» **Stated problem**: Can you copy the records below word for word, from their first line through the line that contains "column 134, row 32", including both of those lines?
════════════════
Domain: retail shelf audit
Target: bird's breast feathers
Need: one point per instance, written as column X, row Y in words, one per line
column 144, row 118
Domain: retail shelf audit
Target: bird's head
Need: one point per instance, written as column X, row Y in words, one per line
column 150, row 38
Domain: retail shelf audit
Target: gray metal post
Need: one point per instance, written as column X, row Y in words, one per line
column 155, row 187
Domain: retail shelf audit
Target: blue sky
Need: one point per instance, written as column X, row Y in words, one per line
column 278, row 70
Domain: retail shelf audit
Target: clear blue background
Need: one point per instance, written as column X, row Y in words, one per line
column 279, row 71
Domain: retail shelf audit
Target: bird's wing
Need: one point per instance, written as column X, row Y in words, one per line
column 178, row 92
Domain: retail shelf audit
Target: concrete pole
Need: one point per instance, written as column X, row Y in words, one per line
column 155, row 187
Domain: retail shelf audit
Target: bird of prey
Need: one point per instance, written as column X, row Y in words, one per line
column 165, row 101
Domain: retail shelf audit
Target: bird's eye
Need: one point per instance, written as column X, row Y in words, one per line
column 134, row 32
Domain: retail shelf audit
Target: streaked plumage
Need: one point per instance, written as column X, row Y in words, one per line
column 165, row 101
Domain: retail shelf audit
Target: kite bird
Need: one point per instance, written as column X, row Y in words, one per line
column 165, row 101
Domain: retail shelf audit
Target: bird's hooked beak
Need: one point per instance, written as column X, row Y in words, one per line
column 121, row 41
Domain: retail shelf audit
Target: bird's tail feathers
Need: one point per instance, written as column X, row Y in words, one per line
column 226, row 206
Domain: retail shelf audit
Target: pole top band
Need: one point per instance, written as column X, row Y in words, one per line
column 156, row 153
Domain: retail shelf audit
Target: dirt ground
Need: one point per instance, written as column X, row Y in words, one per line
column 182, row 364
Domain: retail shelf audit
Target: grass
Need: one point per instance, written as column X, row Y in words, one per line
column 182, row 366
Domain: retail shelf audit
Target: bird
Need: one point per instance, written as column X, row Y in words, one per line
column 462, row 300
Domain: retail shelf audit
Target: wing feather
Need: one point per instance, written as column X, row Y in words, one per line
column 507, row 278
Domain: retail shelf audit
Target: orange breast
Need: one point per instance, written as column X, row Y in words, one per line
════════════════
» **Completed exercise**:
Domain: retail shelf audit
Target: bird's breast feathers
Need: one point per instance, written as column X, row Y in words, one per line
column 144, row 118
Domain: retail shelf audit
Target: bird's head
Need: one point per instance, written as column X, row Y in words, one per line
column 150, row 38
Domain: retail shelf audit
Target: gray metal post
Need: one point per instance, written as column X, row Y in words, one per line
column 155, row 187
Domain: retail shelf audit
Target: blue sky
Need: one point per instance, written as column X, row Y in words, one per line
column 278, row 70
Domain: retail shelf audit
Target: clear blue background
Need: one point per instance, written as column X, row Y in words, one per line
column 279, row 71
Domain: retail shelf audit
Target: bird's wing
Need: one point per instance, written as column X, row Y in words, one per line
column 178, row 92
Domain: retail shelf audit
Target: concrete pole
Need: one point per instance, written as column X, row Y in words, one per line
column 155, row 187
Domain: retail shelf audit
Target: bird of prey
Need: one point per instance, written as column X, row Y in words, one per line
column 165, row 101
Domain: retail shelf audit
Target: bird's eye
Need: one point per instance, written as column X, row Y in words, one per line
column 134, row 32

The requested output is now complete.